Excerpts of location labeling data

□ □ □ □

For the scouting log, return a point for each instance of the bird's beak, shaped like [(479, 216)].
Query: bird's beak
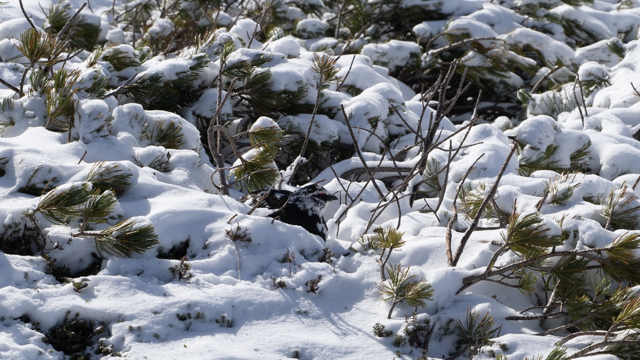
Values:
[(326, 197)]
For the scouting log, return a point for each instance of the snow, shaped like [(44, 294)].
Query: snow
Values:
[(147, 311)]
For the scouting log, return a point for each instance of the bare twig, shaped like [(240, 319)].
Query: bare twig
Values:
[(454, 210), (484, 204), (15, 89), (355, 144), (460, 43)]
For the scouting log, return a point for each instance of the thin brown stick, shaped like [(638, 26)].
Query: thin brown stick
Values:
[(484, 204), (454, 209), (15, 89), (24, 12), (355, 144)]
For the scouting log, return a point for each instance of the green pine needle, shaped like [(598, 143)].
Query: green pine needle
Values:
[(527, 236), (111, 176), (126, 238), (621, 208), (61, 205), (98, 208)]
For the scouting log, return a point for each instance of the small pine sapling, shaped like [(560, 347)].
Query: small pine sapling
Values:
[(235, 235), (475, 332), (182, 270), (224, 321), (621, 208), (110, 176), (79, 284), (289, 257), (388, 240), (313, 284), (399, 288), (418, 332), (380, 330), (560, 189), (124, 238)]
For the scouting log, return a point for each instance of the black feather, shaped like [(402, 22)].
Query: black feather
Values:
[(303, 207)]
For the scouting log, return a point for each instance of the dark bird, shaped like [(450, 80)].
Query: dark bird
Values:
[(303, 207)]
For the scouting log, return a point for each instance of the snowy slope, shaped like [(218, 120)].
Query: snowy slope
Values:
[(243, 299)]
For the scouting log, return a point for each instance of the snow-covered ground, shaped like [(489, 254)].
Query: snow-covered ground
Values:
[(244, 299)]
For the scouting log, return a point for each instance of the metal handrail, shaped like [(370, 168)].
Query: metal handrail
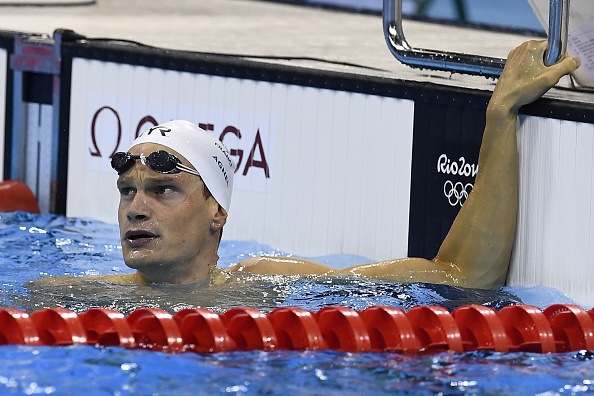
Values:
[(465, 63)]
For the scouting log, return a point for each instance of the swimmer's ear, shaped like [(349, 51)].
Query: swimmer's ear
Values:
[(219, 219)]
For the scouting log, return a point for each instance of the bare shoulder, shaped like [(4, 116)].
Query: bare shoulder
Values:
[(409, 270), (266, 265)]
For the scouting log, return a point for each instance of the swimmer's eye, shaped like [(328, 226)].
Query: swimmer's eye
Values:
[(126, 191), (164, 190)]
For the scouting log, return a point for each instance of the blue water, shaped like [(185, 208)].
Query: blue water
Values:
[(42, 245)]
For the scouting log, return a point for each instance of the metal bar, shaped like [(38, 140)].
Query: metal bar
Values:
[(464, 63), (558, 30)]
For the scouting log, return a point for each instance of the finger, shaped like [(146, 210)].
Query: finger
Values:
[(567, 66)]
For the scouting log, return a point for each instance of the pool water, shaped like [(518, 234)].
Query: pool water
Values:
[(50, 245)]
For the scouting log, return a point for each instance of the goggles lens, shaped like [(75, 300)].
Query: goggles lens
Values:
[(159, 161)]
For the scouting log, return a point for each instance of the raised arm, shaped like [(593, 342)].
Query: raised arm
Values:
[(476, 252)]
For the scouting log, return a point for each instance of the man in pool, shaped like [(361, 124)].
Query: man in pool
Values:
[(175, 186)]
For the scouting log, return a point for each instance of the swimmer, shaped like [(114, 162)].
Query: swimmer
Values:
[(175, 185)]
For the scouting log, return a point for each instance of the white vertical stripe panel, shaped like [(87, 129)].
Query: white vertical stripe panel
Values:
[(338, 183), (158, 90), (125, 91), (256, 116), (397, 137), (371, 183), (90, 193), (201, 87), (248, 123), (308, 165), (273, 205), (3, 93), (339, 162), (216, 103), (142, 91), (289, 151), (354, 165), (324, 155), (553, 240), (185, 98)]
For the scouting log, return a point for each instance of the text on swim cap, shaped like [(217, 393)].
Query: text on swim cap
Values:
[(224, 151), (161, 129), (222, 168)]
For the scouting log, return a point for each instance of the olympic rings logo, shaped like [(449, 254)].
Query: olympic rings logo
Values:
[(456, 193)]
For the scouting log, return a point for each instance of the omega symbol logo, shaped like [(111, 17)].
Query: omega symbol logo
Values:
[(456, 193)]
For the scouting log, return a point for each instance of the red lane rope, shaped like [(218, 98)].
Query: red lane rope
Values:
[(422, 329)]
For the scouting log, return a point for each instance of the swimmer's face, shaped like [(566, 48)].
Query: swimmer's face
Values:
[(168, 227)]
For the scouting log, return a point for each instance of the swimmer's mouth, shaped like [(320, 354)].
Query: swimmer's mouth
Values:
[(138, 235)]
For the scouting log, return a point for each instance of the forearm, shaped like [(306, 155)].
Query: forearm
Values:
[(481, 238)]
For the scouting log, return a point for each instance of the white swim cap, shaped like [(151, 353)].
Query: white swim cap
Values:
[(207, 155)]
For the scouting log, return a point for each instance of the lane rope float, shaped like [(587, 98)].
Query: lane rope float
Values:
[(420, 330)]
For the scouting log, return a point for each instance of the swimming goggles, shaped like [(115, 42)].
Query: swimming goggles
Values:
[(160, 161)]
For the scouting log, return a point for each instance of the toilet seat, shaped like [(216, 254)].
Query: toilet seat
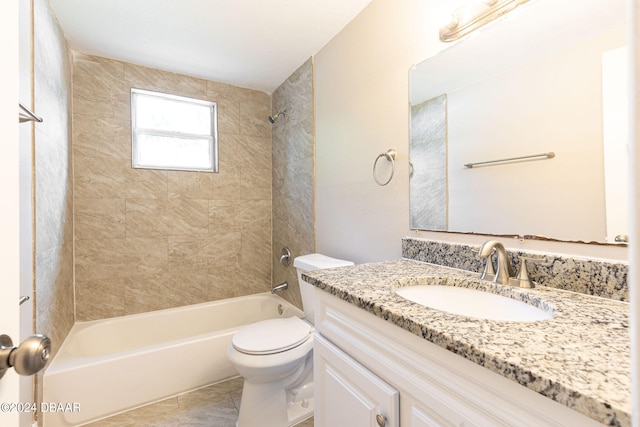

□ □ □ □

# PROBLEM TO SOLVE
Reproduce the listing with every occurrence of "scouting log" renamed to "field report" and all else unchanged. Omit the pictures from your answer.

# EXPECTED ANSWER
For the field report, return a point for each instance of the bird's beak, shaped like [(479, 216)].
Query: bird's beak
Values:
[(326, 197)]
For the field report, return a point for each instance of the snow, shaped like [(44, 294)].
Query: snow
Values:
[(147, 311)]
For the field report, return a point for each instance of the bare twig, shaped like [(240, 319)].
Query: bare twig
Values:
[(454, 210), (484, 204), (15, 89), (355, 144), (460, 43)]
For the field report, return a point for each instance of the thin brown stick, shaped like [(638, 26)].
Query: thin brown stick
Values:
[(484, 204), (454, 209), (15, 89), (24, 12), (355, 144)]
For the field report, return a point for each instance of the green pine needle, shaped like [(598, 143)].
Query: green pine needle
Values:
[(527, 236), (111, 176), (126, 238), (621, 208), (61, 205), (98, 208)]
For the field report, return a point for each instance of the small pine sapling, shaped like [(560, 347)].
Query: small pine sapling
Values:
[(235, 235), (475, 332), (182, 270), (224, 321), (621, 208), (110, 176), (79, 284), (289, 257), (388, 240), (313, 284), (399, 288), (418, 332), (380, 330), (560, 189), (124, 238)]
For the field report, return a point for each instance of the black feather, shaped like [(402, 22)].
Query: black feather
Values:
[(303, 207)]
For the field report, return a point for each instance of the dark bird, shaped like [(450, 80)].
Query: dark bird
Values:
[(303, 207)]
For the field report, return a point for each instance of the snowy slope, shaped like [(218, 120)].
Query: snowy slope
Values:
[(243, 299)]
For the field report, return a point for each instance of the snow-covered ground, shaped like [(489, 254)].
Query: snow-covered ground
Values:
[(244, 299)]
For the field report, return a point for each instance of the metal handrail, shaped like [(370, 168)].
Query: metal handrail
Values:
[(465, 63)]
For the field report, return a point for each instance of the swimmer's ear, shaped like [(349, 51)].
Query: swimmer's ear
Values:
[(219, 219)]
For the field report, return a point for each instance of the bare shoulder, shaped like [(4, 116)].
Query: bare shoulder
Values:
[(409, 270), (266, 265)]
For the field report, return a point for each instance of the swimmer's eye, shaped like [(328, 226)].
Query: swimmer's eye
Values:
[(126, 191), (164, 190)]
For the field report, return a point for each instance of the blue water, shaped like [(185, 208)].
Query: blue water
Values:
[(42, 245)]
For the field report, return a point for each instance of the metal bar, shaped like [(38, 140)].
Query: metal bar
Values:
[(464, 63), (558, 30)]
For the field report, return a point for each instance of the finger, shaped like [(146, 210)].
Query: finger
Values:
[(567, 66)]
For the field report, return a point for each instance of the pool water, shaped like [(518, 234)].
Query: pool water
Values:
[(50, 245)]
For the field report, return a point for each instance of the goggles lens, shaped like [(75, 300)].
Query: goggles lens
Values:
[(159, 161)]
For the field report, return a point for each instance of the raised arm, shaped like [(593, 342)].
Query: raised arm
Values:
[(476, 252)]
For the field report, return a point for each instance of the man in pool, shaped like [(361, 124)].
Query: man in pool
Values:
[(175, 186)]
For the field report, return a point for each instance of the swimmer, shaped like [(114, 162)].
Query: swimmer
Values:
[(175, 185)]
For the field report, return a point for each instance of the white vertical stripe panel, shaped like [(87, 129)].
Query: white vertical stripe panel
Values:
[(338, 183), (158, 90), (125, 91), (256, 116), (397, 137), (371, 183), (90, 193), (201, 87), (248, 123), (308, 165), (273, 205), (3, 93), (339, 162), (216, 103), (142, 91), (289, 151), (354, 165), (324, 155), (553, 240), (185, 98)]
For the field report, return a point for each instance of the text on swim cap, shaped like [(217, 393)].
Query: text on swim cap
Values:
[(224, 151), (161, 129), (222, 168)]
For the field report, return a point for each instance of the olympic rings logo, shaped like [(449, 254)].
Query: olympic rings logo
Values:
[(456, 193)]
For the field report, return a point for each instance of the omega symbol logo, shaped like [(111, 17)].
Query: omega symbol logo
Values:
[(456, 193)]
For the field report, return a point for each instance of the red lane rope, shaped like [(218, 98)].
Query: red lane rope
Values:
[(422, 329)]
For the field report, return a point for each instance of the swimmer's face, shaped like [(566, 48)].
Query: swimmer's face
Values:
[(168, 227)]
For the field report, return a point for each instance of the swimmer's mouth, shaped like [(320, 354)].
Query: swimmer's mouth
Values:
[(138, 235)]
For the field report, return a point for each instance of the forearm, shaped like [(306, 155)].
Query: forearm
Values:
[(481, 238)]
For the field report, return a point for each instance of the white swim cap, shaped like [(151, 353)].
Query: white swim cap
Values:
[(207, 155)]
For the field report, return a point for each instance of the lane rope float, shaped like [(587, 98)].
Query: lane rope float
Values:
[(420, 330)]
For the field report, return a point for each instance of the swimming goggles, shaped like [(115, 42)].
Query: swimming goggles
Values:
[(160, 161)]
For the field report, return a point for each instance of the toilet seat, shaped like [(216, 254)].
Query: toilet seat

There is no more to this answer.